• _SHORT PROBLEM 1_:
Using the passage on the science of consciousness, answer each question briefly:
(a) In what terms is data "behind" one's eyes described and understood?
(b) According to Alan, what has science become almost exclusively identified with in today's world?
(c) What has modern research consistently shown about structures in consciousness?
• _SHORT PROBLEM 2_: Pick up the passage on the science of consciousness after its final sentence and carry it forward a few sentences.

• _PAGE_:
....

Laying the foundation for their conversation, Alan and Ken agree that whereas much of reality can be studied
by objective observation, interior phenomena can only be studied through subjective observation.
Data that is in "front" of one's eyes can be accessed by the five senses, and is described and understood in
objective, third-person, "it"-language terms. Science here is material, so to speak. Data that is "behind"
one's eyes can only be accessed through techniques adapted to interior realities, such as phenomenology and
introspection, and is described and understood in subjective, first-person, "I"-language terms. Science here
is indeed a science of consciousness.
However, in today's world, as Alan points out, science has become almost exclusively identified with
scientific materialism, and there is next to no room for a genuine science of consciousness. In a world that
is strictly material, thoughts, sensations, emotions, and the entire spectrum of interior reality is reduced
to its material substrate.
But really, there are two sciences of the interiors we must honor, not just one. The first science we have
already discussed, namely a first-person approach to first-person realities, as revealed by phenomenology and
introspection. Quite simply, when I look at my mind, what do I see?
The second kind of interior science, as Ken explains, takes a third-person approach to first-person realities,
and is therefore able to notice certain things that phenomenology can't see, namely structures in
consciousness (which can explain, for example, the structure of language). Structures can't be spotted by
introspection because they aren't part of the content of one's mind; they are part of what you look at
the mind with. Even more interesting is that by taking a third-person approach to first-person
realities and following them over time, modern research has consistently shown that these structures
unfold developmentally.

....

• _SUPPLIED DATA_:
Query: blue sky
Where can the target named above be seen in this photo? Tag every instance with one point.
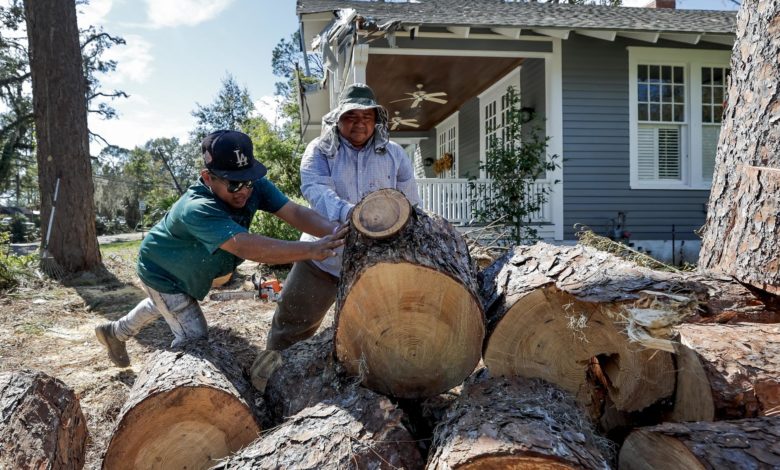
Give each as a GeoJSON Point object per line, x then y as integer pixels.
{"type": "Point", "coordinates": [178, 52]}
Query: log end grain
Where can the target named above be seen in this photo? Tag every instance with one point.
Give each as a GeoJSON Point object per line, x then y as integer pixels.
{"type": "Point", "coordinates": [409, 331]}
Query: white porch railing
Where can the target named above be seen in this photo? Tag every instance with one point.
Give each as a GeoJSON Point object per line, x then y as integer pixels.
{"type": "Point", "coordinates": [451, 198]}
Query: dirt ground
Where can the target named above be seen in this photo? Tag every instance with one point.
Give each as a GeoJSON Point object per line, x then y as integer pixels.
{"type": "Point", "coordinates": [49, 326]}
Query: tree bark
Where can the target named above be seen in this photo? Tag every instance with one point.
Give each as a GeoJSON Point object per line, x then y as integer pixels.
{"type": "Point", "coordinates": [742, 233]}
{"type": "Point", "coordinates": [748, 443]}
{"type": "Point", "coordinates": [728, 372]}
{"type": "Point", "coordinates": [563, 314]}
{"type": "Point", "coordinates": [186, 409]}
{"type": "Point", "coordinates": [359, 430]}
{"type": "Point", "coordinates": [408, 318]}
{"type": "Point", "coordinates": [62, 139]}
{"type": "Point", "coordinates": [41, 423]}
{"type": "Point", "coordinates": [309, 375]}
{"type": "Point", "coordinates": [516, 423]}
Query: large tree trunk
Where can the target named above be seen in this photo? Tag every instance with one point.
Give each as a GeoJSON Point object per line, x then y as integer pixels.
{"type": "Point", "coordinates": [408, 319]}
{"type": "Point", "coordinates": [41, 424]}
{"type": "Point", "coordinates": [749, 443]}
{"type": "Point", "coordinates": [62, 139]}
{"type": "Point", "coordinates": [516, 423]}
{"type": "Point", "coordinates": [186, 409]}
{"type": "Point", "coordinates": [563, 314]}
{"type": "Point", "coordinates": [359, 430]}
{"type": "Point", "coordinates": [727, 372]}
{"type": "Point", "coordinates": [742, 232]}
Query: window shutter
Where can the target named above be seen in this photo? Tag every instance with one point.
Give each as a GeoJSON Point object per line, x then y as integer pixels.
{"type": "Point", "coordinates": [669, 154]}
{"type": "Point", "coordinates": [647, 153]}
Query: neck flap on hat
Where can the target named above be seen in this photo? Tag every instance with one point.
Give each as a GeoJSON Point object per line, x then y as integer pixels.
{"type": "Point", "coordinates": [329, 138]}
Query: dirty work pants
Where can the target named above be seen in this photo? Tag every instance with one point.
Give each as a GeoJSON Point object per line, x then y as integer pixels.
{"type": "Point", "coordinates": [307, 295]}
{"type": "Point", "coordinates": [181, 312]}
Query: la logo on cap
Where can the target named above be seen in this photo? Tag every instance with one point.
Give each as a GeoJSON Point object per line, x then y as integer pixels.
{"type": "Point", "coordinates": [241, 159]}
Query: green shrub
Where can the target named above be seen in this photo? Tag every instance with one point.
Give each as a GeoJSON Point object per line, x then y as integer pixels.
{"type": "Point", "coordinates": [13, 268]}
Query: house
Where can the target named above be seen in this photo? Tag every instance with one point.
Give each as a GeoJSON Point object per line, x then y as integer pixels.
{"type": "Point", "coordinates": [631, 99]}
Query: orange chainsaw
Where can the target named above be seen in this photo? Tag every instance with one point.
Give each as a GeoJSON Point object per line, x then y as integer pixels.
{"type": "Point", "coordinates": [265, 289]}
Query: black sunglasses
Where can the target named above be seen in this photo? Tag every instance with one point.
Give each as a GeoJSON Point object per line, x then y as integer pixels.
{"type": "Point", "coordinates": [234, 186]}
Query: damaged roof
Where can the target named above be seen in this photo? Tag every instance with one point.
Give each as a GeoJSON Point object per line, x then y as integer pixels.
{"type": "Point", "coordinates": [495, 13]}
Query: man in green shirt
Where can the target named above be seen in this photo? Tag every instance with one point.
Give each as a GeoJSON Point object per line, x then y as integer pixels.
{"type": "Point", "coordinates": [205, 235]}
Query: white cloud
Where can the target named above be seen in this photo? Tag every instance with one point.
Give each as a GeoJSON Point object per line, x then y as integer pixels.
{"type": "Point", "coordinates": [134, 61]}
{"type": "Point", "coordinates": [171, 13]}
{"type": "Point", "coordinates": [94, 13]}
{"type": "Point", "coordinates": [269, 107]}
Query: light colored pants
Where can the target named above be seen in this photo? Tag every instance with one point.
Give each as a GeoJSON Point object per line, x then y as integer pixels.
{"type": "Point", "coordinates": [181, 312]}
{"type": "Point", "coordinates": [307, 295]}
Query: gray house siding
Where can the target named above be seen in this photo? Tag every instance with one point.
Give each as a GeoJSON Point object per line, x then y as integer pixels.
{"type": "Point", "coordinates": [596, 150]}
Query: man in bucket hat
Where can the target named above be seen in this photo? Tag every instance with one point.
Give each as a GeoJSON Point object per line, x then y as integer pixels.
{"type": "Point", "coordinates": [352, 157]}
{"type": "Point", "coordinates": [205, 236]}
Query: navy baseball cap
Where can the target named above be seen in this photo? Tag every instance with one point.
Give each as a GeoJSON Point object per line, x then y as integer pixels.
{"type": "Point", "coordinates": [229, 155]}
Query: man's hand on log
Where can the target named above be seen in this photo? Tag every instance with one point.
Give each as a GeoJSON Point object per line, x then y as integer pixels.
{"type": "Point", "coordinates": [327, 246]}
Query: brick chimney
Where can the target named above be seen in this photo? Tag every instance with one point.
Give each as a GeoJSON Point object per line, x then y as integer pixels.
{"type": "Point", "coordinates": [662, 4]}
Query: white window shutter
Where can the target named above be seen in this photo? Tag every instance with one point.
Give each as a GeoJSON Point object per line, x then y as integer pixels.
{"type": "Point", "coordinates": [647, 152]}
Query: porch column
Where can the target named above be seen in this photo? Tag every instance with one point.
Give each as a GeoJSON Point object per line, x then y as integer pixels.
{"type": "Point", "coordinates": [553, 72]}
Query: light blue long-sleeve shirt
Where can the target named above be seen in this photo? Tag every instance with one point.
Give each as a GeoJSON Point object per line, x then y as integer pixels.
{"type": "Point", "coordinates": [333, 185]}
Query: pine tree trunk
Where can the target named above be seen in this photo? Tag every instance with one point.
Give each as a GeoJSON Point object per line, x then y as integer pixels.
{"type": "Point", "coordinates": [408, 318]}
{"type": "Point", "coordinates": [359, 430]}
{"type": "Point", "coordinates": [563, 314]}
{"type": "Point", "coordinates": [41, 423]}
{"type": "Point", "coordinates": [727, 371]}
{"type": "Point", "coordinates": [742, 231]}
{"type": "Point", "coordinates": [748, 443]}
{"type": "Point", "coordinates": [515, 423]}
{"type": "Point", "coordinates": [62, 139]}
{"type": "Point", "coordinates": [186, 409]}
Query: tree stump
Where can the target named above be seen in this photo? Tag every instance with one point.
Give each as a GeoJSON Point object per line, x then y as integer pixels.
{"type": "Point", "coordinates": [408, 318]}
{"type": "Point", "coordinates": [41, 423]}
{"type": "Point", "coordinates": [742, 230]}
{"type": "Point", "coordinates": [516, 423]}
{"type": "Point", "coordinates": [187, 408]}
{"type": "Point", "coordinates": [748, 443]}
{"type": "Point", "coordinates": [562, 314]}
{"type": "Point", "coordinates": [728, 371]}
{"type": "Point", "coordinates": [356, 431]}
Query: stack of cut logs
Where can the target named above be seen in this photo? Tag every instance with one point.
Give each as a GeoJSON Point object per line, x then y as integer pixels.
{"type": "Point", "coordinates": [581, 352]}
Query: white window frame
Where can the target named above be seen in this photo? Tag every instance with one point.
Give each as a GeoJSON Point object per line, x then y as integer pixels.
{"type": "Point", "coordinates": [493, 94]}
{"type": "Point", "coordinates": [692, 61]}
{"type": "Point", "coordinates": [450, 143]}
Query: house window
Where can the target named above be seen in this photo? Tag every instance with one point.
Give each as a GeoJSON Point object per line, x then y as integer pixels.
{"type": "Point", "coordinates": [447, 142]}
{"type": "Point", "coordinates": [676, 106]}
{"type": "Point", "coordinates": [494, 110]}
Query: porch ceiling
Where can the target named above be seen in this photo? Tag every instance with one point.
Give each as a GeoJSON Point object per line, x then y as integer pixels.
{"type": "Point", "coordinates": [462, 78]}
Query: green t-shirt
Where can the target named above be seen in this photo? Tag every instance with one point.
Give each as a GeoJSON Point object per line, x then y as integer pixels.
{"type": "Point", "coordinates": [181, 253]}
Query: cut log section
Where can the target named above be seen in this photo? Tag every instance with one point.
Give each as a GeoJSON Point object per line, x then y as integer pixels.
{"type": "Point", "coordinates": [41, 423]}
{"type": "Point", "coordinates": [381, 214]}
{"type": "Point", "coordinates": [562, 314]}
{"type": "Point", "coordinates": [186, 409]}
{"type": "Point", "coordinates": [408, 318]}
{"type": "Point", "coordinates": [516, 423]}
{"type": "Point", "coordinates": [748, 443]}
{"type": "Point", "coordinates": [360, 430]}
{"type": "Point", "coordinates": [728, 371]}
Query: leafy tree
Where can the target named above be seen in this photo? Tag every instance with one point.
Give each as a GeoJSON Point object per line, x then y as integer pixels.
{"type": "Point", "coordinates": [516, 157]}
{"type": "Point", "coordinates": [231, 109]}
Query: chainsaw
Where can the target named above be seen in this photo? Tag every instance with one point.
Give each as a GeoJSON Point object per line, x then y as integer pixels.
{"type": "Point", "coordinates": [263, 288]}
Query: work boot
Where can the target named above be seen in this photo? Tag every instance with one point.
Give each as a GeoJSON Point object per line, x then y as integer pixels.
{"type": "Point", "coordinates": [265, 364]}
{"type": "Point", "coordinates": [116, 347]}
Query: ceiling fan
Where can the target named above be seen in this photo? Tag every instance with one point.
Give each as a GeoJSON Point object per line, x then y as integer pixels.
{"type": "Point", "coordinates": [421, 95]}
{"type": "Point", "coordinates": [397, 120]}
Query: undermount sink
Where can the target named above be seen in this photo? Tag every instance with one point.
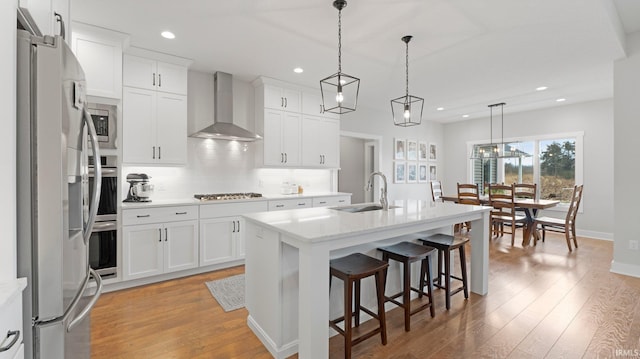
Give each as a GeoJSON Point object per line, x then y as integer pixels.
{"type": "Point", "coordinates": [363, 208]}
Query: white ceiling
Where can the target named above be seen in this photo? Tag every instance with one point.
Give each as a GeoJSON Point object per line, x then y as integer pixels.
{"type": "Point", "coordinates": [465, 54]}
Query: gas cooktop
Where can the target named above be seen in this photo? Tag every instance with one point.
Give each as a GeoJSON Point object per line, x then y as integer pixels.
{"type": "Point", "coordinates": [226, 196]}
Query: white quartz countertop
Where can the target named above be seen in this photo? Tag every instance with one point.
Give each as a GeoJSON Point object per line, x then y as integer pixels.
{"type": "Point", "coordinates": [320, 224]}
{"type": "Point", "coordinates": [194, 202]}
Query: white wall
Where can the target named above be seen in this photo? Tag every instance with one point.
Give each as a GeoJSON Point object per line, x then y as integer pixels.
{"type": "Point", "coordinates": [380, 123]}
{"type": "Point", "coordinates": [594, 119]}
{"type": "Point", "coordinates": [626, 130]}
{"type": "Point", "coordinates": [8, 139]}
{"type": "Point", "coordinates": [351, 177]}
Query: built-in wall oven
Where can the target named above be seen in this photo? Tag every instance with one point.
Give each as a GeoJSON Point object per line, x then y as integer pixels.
{"type": "Point", "coordinates": [103, 248]}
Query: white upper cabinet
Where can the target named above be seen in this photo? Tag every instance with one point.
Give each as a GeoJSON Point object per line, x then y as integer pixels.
{"type": "Point", "coordinates": [154, 115]}
{"type": "Point", "coordinates": [291, 138]}
{"type": "Point", "coordinates": [100, 54]}
{"type": "Point", "coordinates": [321, 142]}
{"type": "Point", "coordinates": [156, 75]}
{"type": "Point", "coordinates": [43, 13]}
{"type": "Point", "coordinates": [154, 127]}
{"type": "Point", "coordinates": [312, 105]}
{"type": "Point", "coordinates": [281, 98]}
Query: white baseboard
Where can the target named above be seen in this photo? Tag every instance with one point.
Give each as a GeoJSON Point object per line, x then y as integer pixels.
{"type": "Point", "coordinates": [283, 352]}
{"type": "Point", "coordinates": [632, 270]}
{"type": "Point", "coordinates": [595, 235]}
{"type": "Point", "coordinates": [113, 284]}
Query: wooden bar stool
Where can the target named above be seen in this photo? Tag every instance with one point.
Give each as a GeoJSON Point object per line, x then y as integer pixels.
{"type": "Point", "coordinates": [352, 269]}
{"type": "Point", "coordinates": [445, 244]}
{"type": "Point", "coordinates": [407, 253]}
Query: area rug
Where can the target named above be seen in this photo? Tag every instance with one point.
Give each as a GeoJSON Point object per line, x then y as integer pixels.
{"type": "Point", "coordinates": [229, 292]}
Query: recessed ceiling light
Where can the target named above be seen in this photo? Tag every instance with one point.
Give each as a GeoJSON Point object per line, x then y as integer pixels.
{"type": "Point", "coordinates": [168, 35]}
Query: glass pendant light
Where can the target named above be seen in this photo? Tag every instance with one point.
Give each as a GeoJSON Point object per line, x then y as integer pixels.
{"type": "Point", "coordinates": [339, 91]}
{"type": "Point", "coordinates": [407, 110]}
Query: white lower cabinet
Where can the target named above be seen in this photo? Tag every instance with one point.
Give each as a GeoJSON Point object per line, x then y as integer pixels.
{"type": "Point", "coordinates": [222, 230]}
{"type": "Point", "coordinates": [155, 248]}
{"type": "Point", "coordinates": [220, 239]}
{"type": "Point", "coordinates": [282, 204]}
{"type": "Point", "coordinates": [332, 201]}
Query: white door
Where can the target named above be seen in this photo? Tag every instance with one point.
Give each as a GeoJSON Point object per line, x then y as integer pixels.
{"type": "Point", "coordinates": [171, 128]}
{"type": "Point", "coordinates": [142, 251]}
{"type": "Point", "coordinates": [273, 122]}
{"type": "Point", "coordinates": [172, 78]}
{"type": "Point", "coordinates": [138, 125]}
{"type": "Point", "coordinates": [216, 240]}
{"type": "Point", "coordinates": [139, 72]}
{"type": "Point", "coordinates": [180, 245]}
{"type": "Point", "coordinates": [291, 138]}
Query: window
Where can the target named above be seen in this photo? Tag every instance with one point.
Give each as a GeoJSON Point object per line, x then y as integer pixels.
{"type": "Point", "coordinates": [554, 162]}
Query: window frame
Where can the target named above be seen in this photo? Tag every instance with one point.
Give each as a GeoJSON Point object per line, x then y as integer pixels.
{"type": "Point", "coordinates": [536, 139]}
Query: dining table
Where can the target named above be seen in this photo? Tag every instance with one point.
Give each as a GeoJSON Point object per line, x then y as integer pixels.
{"type": "Point", "coordinates": [529, 206]}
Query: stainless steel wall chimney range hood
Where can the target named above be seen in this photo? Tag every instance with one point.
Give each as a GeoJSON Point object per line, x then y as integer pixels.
{"type": "Point", "coordinates": [223, 127]}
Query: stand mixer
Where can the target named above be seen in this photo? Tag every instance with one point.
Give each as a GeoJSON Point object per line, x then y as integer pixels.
{"type": "Point", "coordinates": [139, 188]}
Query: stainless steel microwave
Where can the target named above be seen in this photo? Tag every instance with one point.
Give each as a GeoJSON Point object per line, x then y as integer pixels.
{"type": "Point", "coordinates": [104, 120]}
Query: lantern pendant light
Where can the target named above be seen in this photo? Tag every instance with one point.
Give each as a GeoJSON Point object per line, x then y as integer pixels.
{"type": "Point", "coordinates": [339, 91]}
{"type": "Point", "coordinates": [407, 109]}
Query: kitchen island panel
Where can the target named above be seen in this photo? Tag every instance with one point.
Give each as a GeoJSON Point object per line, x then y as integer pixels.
{"type": "Point", "coordinates": [316, 235]}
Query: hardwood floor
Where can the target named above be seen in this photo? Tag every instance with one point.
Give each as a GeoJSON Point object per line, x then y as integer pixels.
{"type": "Point", "coordinates": [542, 302]}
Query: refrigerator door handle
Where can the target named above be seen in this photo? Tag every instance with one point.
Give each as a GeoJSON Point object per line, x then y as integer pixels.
{"type": "Point", "coordinates": [85, 311]}
{"type": "Point", "coordinates": [97, 183]}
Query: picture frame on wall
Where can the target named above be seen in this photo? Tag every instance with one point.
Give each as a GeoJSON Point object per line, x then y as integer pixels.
{"type": "Point", "coordinates": [433, 152]}
{"type": "Point", "coordinates": [433, 173]}
{"type": "Point", "coordinates": [422, 173]}
{"type": "Point", "coordinates": [422, 151]}
{"type": "Point", "coordinates": [399, 149]}
{"type": "Point", "coordinates": [412, 150]}
{"type": "Point", "coordinates": [412, 173]}
{"type": "Point", "coordinates": [399, 172]}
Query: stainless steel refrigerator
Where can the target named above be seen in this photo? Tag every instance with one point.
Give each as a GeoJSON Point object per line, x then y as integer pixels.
{"type": "Point", "coordinates": [55, 211]}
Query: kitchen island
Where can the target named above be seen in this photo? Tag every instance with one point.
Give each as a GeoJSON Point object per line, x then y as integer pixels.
{"type": "Point", "coordinates": [287, 263]}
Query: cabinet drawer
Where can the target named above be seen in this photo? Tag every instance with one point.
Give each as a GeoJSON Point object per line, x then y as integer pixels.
{"type": "Point", "coordinates": [232, 209]}
{"type": "Point", "coordinates": [277, 205]}
{"type": "Point", "coordinates": [10, 321]}
{"type": "Point", "coordinates": [331, 201]}
{"type": "Point", "coordinates": [158, 215]}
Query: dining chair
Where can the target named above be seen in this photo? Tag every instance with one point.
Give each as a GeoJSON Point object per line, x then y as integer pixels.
{"type": "Point", "coordinates": [501, 198]}
{"type": "Point", "coordinates": [436, 191]}
{"type": "Point", "coordinates": [566, 225]}
{"type": "Point", "coordinates": [525, 190]}
{"type": "Point", "coordinates": [468, 193]}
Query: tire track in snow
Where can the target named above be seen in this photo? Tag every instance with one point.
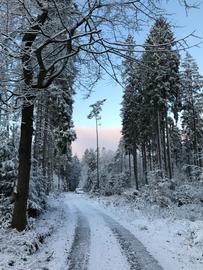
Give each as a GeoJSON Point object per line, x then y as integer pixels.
{"type": "Point", "coordinates": [79, 254]}
{"type": "Point", "coordinates": [137, 255]}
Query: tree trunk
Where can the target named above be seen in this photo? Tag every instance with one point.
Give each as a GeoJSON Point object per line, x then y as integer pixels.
{"type": "Point", "coordinates": [168, 145]}
{"type": "Point", "coordinates": [135, 165]}
{"type": "Point", "coordinates": [19, 220]}
{"type": "Point", "coordinates": [97, 136]}
{"type": "Point", "coordinates": [129, 163]}
{"type": "Point", "coordinates": [159, 144]}
{"type": "Point", "coordinates": [144, 159]}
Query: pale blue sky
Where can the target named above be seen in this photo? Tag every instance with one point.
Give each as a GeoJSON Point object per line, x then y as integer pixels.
{"type": "Point", "coordinates": [108, 89]}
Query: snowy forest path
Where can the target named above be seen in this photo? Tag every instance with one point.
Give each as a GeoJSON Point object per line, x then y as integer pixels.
{"type": "Point", "coordinates": [110, 245]}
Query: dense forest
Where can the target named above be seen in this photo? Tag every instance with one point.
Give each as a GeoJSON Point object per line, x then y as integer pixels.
{"type": "Point", "coordinates": [51, 49]}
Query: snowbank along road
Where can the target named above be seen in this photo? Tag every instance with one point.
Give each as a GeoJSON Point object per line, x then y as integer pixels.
{"type": "Point", "coordinates": [101, 243]}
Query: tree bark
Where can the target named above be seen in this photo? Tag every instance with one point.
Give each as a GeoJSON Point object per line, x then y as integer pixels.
{"type": "Point", "coordinates": [168, 145]}
{"type": "Point", "coordinates": [159, 144]}
{"type": "Point", "coordinates": [135, 166]}
{"type": "Point", "coordinates": [19, 220]}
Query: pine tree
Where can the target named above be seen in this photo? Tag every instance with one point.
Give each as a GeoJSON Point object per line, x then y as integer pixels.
{"type": "Point", "coordinates": [161, 86]}
{"type": "Point", "coordinates": [192, 105]}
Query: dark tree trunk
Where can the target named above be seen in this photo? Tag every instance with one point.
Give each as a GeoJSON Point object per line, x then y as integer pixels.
{"type": "Point", "coordinates": [129, 162]}
{"type": "Point", "coordinates": [19, 220]}
{"type": "Point", "coordinates": [144, 159]}
{"type": "Point", "coordinates": [135, 165]}
{"type": "Point", "coordinates": [168, 146]}
{"type": "Point", "coordinates": [159, 144]}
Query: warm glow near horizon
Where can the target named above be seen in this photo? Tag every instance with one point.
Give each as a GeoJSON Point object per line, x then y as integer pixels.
{"type": "Point", "coordinates": [86, 138]}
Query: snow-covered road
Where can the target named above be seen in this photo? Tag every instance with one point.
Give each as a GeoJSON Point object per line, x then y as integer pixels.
{"type": "Point", "coordinates": [82, 232]}
{"type": "Point", "coordinates": [101, 243]}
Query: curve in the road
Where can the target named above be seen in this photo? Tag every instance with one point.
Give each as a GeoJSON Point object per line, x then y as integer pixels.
{"type": "Point", "coordinates": [79, 254]}
{"type": "Point", "coordinates": [137, 255]}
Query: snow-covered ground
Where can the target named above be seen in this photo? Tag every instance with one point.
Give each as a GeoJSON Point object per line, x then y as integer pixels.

....

• _ANSWER 1_:
(a) Subjective, first-person, "I"-language terms.
(b) Scientific materialism.
(c) They unfold developmentally.

• _ANSWER 2_:
The great contemplative traditions of the world give an exquisite account of the interior levels or stages of
contemplative growth and development—their introspective techniques are truly extraordinary. But what
the traditions won't be able to tell you is if the person meditating is, for example, at moral stage 1, moral
stage 2, moral stage 3, etc. Once this person gets up off the meditation mat, through what structure are they
going to express their realization?
Together, Alan and Ken explain how interiors of any sort—subjective and intersubjective—have
indeed become taboo in modern Western culture. Not only are we discouraged from exploring the felt, immediate
experience of subjectivity, but we are discouraged from studying the ways that that subjective self develops
over time, changing not only how one perceives reality, but how much of reality is perceived to
begin with.
We hope you enjoy this lucid, humorous tour through the subtle terrain of an interior landscape which might,
just might, have something more interesting to tell us than the mechanical shuffling of our atomic
foundations....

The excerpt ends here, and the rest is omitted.